__What this task involves__:
Can you lay out the lines of all the entries below as a numbered list, skipping any blank lines and leaving the pictures out of your answer?

Dataset entries on object locations
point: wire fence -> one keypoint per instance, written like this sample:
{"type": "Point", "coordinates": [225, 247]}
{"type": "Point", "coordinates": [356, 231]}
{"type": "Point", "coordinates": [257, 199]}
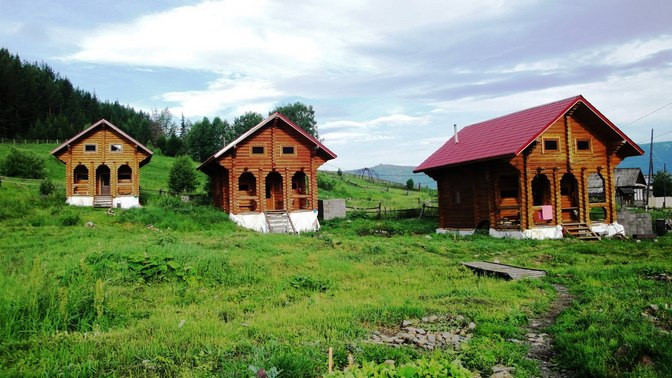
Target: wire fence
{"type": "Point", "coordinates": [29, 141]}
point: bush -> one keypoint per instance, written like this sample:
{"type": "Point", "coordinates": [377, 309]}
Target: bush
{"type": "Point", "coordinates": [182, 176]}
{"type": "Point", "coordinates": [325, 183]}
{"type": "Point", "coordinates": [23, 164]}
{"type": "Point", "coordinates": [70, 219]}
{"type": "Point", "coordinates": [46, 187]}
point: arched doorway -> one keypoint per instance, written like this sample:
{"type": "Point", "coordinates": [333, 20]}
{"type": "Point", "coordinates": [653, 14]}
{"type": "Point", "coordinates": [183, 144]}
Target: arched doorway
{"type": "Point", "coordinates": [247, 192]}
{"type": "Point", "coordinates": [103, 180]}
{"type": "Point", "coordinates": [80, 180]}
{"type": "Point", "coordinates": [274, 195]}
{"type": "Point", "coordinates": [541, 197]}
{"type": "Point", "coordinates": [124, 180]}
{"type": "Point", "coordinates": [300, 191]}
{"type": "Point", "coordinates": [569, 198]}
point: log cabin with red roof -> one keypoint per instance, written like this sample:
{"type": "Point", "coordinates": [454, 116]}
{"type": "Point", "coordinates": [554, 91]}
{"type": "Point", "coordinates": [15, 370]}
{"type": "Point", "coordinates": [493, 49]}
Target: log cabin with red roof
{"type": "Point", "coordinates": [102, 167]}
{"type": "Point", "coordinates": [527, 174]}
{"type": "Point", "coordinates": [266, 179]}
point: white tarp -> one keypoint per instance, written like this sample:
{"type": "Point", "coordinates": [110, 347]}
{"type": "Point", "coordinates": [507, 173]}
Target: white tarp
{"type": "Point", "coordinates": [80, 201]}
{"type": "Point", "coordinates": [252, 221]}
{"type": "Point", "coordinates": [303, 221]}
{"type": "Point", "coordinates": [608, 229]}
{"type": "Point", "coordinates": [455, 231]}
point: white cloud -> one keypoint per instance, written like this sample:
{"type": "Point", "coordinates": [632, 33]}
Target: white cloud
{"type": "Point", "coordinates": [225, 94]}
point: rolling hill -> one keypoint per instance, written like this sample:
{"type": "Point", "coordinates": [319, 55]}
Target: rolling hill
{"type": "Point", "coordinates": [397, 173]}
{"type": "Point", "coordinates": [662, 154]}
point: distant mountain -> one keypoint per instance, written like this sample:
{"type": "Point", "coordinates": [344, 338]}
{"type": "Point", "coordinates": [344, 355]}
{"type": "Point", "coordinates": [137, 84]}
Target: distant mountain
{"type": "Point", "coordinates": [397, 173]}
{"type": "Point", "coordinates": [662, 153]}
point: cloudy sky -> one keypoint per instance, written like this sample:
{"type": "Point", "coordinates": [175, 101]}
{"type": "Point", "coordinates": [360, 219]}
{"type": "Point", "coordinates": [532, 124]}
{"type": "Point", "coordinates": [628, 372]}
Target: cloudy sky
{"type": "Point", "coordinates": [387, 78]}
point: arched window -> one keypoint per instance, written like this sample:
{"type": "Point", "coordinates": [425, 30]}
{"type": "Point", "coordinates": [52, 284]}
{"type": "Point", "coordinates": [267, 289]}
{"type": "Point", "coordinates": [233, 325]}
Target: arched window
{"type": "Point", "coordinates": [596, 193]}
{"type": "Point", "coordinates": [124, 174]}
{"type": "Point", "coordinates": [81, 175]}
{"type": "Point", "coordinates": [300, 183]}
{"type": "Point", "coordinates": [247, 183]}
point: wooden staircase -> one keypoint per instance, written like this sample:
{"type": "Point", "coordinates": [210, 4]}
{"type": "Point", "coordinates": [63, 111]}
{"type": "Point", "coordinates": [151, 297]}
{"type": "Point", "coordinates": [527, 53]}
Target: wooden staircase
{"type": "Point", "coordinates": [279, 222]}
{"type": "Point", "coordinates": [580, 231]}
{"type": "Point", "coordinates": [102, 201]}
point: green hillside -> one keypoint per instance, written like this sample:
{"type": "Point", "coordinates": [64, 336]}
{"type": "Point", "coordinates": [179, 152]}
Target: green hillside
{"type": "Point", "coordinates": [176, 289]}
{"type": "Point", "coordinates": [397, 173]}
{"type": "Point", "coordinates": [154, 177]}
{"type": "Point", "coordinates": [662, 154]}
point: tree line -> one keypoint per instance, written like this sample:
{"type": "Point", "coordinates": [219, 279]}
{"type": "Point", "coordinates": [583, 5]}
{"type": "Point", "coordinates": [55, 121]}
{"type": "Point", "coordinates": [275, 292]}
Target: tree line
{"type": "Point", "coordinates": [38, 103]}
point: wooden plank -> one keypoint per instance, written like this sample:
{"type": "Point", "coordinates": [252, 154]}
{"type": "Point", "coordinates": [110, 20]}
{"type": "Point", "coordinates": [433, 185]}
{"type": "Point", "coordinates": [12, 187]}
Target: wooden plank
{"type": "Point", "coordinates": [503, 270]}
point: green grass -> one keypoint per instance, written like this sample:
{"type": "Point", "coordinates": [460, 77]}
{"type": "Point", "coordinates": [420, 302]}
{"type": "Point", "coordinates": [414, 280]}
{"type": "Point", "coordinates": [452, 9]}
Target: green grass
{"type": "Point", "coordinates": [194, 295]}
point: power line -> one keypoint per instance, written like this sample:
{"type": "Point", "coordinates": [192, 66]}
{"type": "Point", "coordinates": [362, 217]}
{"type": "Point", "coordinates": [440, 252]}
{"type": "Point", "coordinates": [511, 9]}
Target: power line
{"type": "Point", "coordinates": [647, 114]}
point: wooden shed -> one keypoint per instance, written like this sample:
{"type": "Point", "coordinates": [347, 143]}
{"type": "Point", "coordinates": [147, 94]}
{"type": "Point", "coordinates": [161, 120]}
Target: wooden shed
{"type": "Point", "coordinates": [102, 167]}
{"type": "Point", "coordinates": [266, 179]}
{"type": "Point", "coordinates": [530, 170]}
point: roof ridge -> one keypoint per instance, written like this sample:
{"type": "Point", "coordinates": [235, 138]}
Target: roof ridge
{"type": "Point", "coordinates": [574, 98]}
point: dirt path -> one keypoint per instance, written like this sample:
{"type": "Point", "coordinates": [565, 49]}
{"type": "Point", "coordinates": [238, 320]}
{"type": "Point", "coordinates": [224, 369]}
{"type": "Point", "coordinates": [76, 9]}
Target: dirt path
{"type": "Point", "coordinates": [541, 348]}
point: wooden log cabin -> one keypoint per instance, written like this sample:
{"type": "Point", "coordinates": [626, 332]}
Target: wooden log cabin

__Worked solution__:
1. point: wire fence -> one keypoint per instance, written like this sample:
2. {"type": "Point", "coordinates": [225, 247]}
3. {"type": "Point", "coordinates": [356, 231]}
4. {"type": "Point", "coordinates": [257, 199]}
5. Target: wire fence
6. {"type": "Point", "coordinates": [29, 141]}
7. point: bush -> one keypoint per instance, written like this sample:
8. {"type": "Point", "coordinates": [377, 309]}
9. Target: bush
10. {"type": "Point", "coordinates": [182, 176]}
11. {"type": "Point", "coordinates": [325, 183]}
12. {"type": "Point", "coordinates": [23, 164]}
13. {"type": "Point", "coordinates": [70, 219]}
14. {"type": "Point", "coordinates": [46, 187]}
15. point: arched doorway -> one keypoint per instance, written like this sample:
16. {"type": "Point", "coordinates": [333, 20]}
17. {"type": "Point", "coordinates": [653, 14]}
18. {"type": "Point", "coordinates": [183, 144]}
19. Target: arched doorway
20. {"type": "Point", "coordinates": [247, 192]}
21. {"type": "Point", "coordinates": [103, 180]}
22. {"type": "Point", "coordinates": [80, 180]}
23. {"type": "Point", "coordinates": [274, 195]}
24. {"type": "Point", "coordinates": [541, 197]}
25. {"type": "Point", "coordinates": [124, 180]}
26. {"type": "Point", "coordinates": [300, 191]}
27. {"type": "Point", "coordinates": [569, 198]}
28. point: log cabin with red roof -> one keypoint per instance, written like this sample:
29. {"type": "Point", "coordinates": [454, 116]}
30. {"type": "Point", "coordinates": [554, 91]}
31. {"type": "Point", "coordinates": [15, 370]}
32. {"type": "Point", "coordinates": [493, 49]}
33. Target: log cabin with red roof
34. {"type": "Point", "coordinates": [102, 167]}
35. {"type": "Point", "coordinates": [527, 174]}
36. {"type": "Point", "coordinates": [266, 179]}
37. point: white tarp -> one keypoint per instance, written like this sample:
38. {"type": "Point", "coordinates": [110, 347]}
39. {"type": "Point", "coordinates": [507, 173]}
40. Target: white tarp
41. {"type": "Point", "coordinates": [80, 201]}
42. {"type": "Point", "coordinates": [252, 221]}
43. {"type": "Point", "coordinates": [303, 221]}
44. {"type": "Point", "coordinates": [608, 229]}
45. {"type": "Point", "coordinates": [455, 231]}
46. point: white cloud -> one keypoint per instance, written like this sample:
47. {"type": "Point", "coordinates": [632, 33]}
48. Target: white cloud
49. {"type": "Point", "coordinates": [225, 94]}
50. point: rolling hill -> one keypoint per instance, written like this sample:
51. {"type": "Point", "coordinates": [319, 55]}
52. Target: rolling hill
53. {"type": "Point", "coordinates": [397, 173]}
54. {"type": "Point", "coordinates": [662, 154]}
55. point: distant mountain -> one keypoint per instance, written like this sample:
56. {"type": "Point", "coordinates": [344, 338]}
57. {"type": "Point", "coordinates": [344, 355]}
58. {"type": "Point", "coordinates": [137, 84]}
59. Target: distant mountain
60. {"type": "Point", "coordinates": [397, 173]}
61. {"type": "Point", "coordinates": [662, 153]}
62. point: cloudy sky -> one keypoint per instance, written like this sample:
63. {"type": "Point", "coordinates": [175, 101]}
64. {"type": "Point", "coordinates": [360, 219]}
65. {"type": "Point", "coordinates": [532, 124]}
66. {"type": "Point", "coordinates": [628, 372]}
67. Target: cloudy sky
68. {"type": "Point", "coordinates": [387, 78]}
69. point: arched window -> one keypoint per instance, written like this sample:
70. {"type": "Point", "coordinates": [425, 30]}
71. {"type": "Point", "coordinates": [52, 284]}
72. {"type": "Point", "coordinates": [267, 289]}
73. {"type": "Point", "coordinates": [233, 325]}
74. Target: arched window
75. {"type": "Point", "coordinates": [596, 193]}
76. {"type": "Point", "coordinates": [124, 174]}
77. {"type": "Point", "coordinates": [81, 175]}
78. {"type": "Point", "coordinates": [300, 183]}
79. {"type": "Point", "coordinates": [247, 183]}
80. point: wooden staircase -> one keypoint per instance, written like this sample:
81. {"type": "Point", "coordinates": [210, 4]}
82. {"type": "Point", "coordinates": [63, 111]}
83. {"type": "Point", "coordinates": [151, 297]}
84. {"type": "Point", "coordinates": [527, 53]}
85. Target: wooden staircase
86. {"type": "Point", "coordinates": [279, 222]}
87. {"type": "Point", "coordinates": [580, 231]}
88. {"type": "Point", "coordinates": [102, 201]}
89. point: green hillside -> one keypoint per instance, written like this sample:
90. {"type": "Point", "coordinates": [64, 336]}
91. {"type": "Point", "coordinates": [179, 152]}
92. Target: green hillside
93. {"type": "Point", "coordinates": [176, 289]}
94. {"type": "Point", "coordinates": [397, 173]}
95. {"type": "Point", "coordinates": [154, 177]}
96. {"type": "Point", "coordinates": [662, 154]}
97. point: tree line -> one keypoint per instance, written like this sample:
98. {"type": "Point", "coordinates": [219, 279]}
99. {"type": "Point", "coordinates": [583, 5]}
100. {"type": "Point", "coordinates": [55, 121]}
101. {"type": "Point", "coordinates": [275, 292]}
102. Target: tree line
103. {"type": "Point", "coordinates": [38, 103]}
104. point: wooden plank -> one keypoint per instance, written like this sample:
105. {"type": "Point", "coordinates": [252, 154]}
106. {"type": "Point", "coordinates": [110, 20]}
107. {"type": "Point", "coordinates": [433, 185]}
108. {"type": "Point", "coordinates": [12, 187]}
109. Target: wooden plank
110. {"type": "Point", "coordinates": [503, 270]}
111. point: green grass -> one keypoint per instance, written like this sample:
112. {"type": "Point", "coordinates": [460, 77]}
113. {"type": "Point", "coordinates": [420, 302]}
114. {"type": "Point", "coordinates": [414, 280]}
115. {"type": "Point", "coordinates": [452, 9]}
116. Target: green grass
117. {"type": "Point", "coordinates": [194, 295]}
118. point: power line -> one keypoint per instance, written like this sample:
119. {"type": "Point", "coordinates": [192, 66]}
120. {"type": "Point", "coordinates": [362, 217]}
121. {"type": "Point", "coordinates": [440, 252]}
122. {"type": "Point", "coordinates": [511, 9]}
123. Target: power line
124. {"type": "Point", "coordinates": [647, 114]}
125. point: wooden shed -> one keypoint per instance, written like this sample:
126. {"type": "Point", "coordinates": [347, 143]}
127. {"type": "Point", "coordinates": [147, 94]}
128. {"type": "Point", "coordinates": [161, 120]}
129. Target: wooden shed
130. {"type": "Point", "coordinates": [102, 167]}
131. {"type": "Point", "coordinates": [266, 179]}
132. {"type": "Point", "coordinates": [530, 170]}
133. point: roof ridge -> one keypoint per instance, written like this sample:
134. {"type": "Point", "coordinates": [235, 138]}
135. Target: roof ridge
136. {"type": "Point", "coordinates": [574, 98]}
137. point: dirt path -> one keypoint per instance, written like this sample:
138. {"type": "Point", "coordinates": [565, 49]}
139. {"type": "Point", "coordinates": [238, 320]}
140. {"type": "Point", "coordinates": [224, 369]}
141. {"type": "Point", "coordinates": [76, 9]}
142. Target: dirt path
143. {"type": "Point", "coordinates": [541, 348]}
144. point: wooden log cabin -> one keypoint per instance, written like this sample:
145. {"type": "Point", "coordinates": [626, 332]}
146. Target: wooden log cabin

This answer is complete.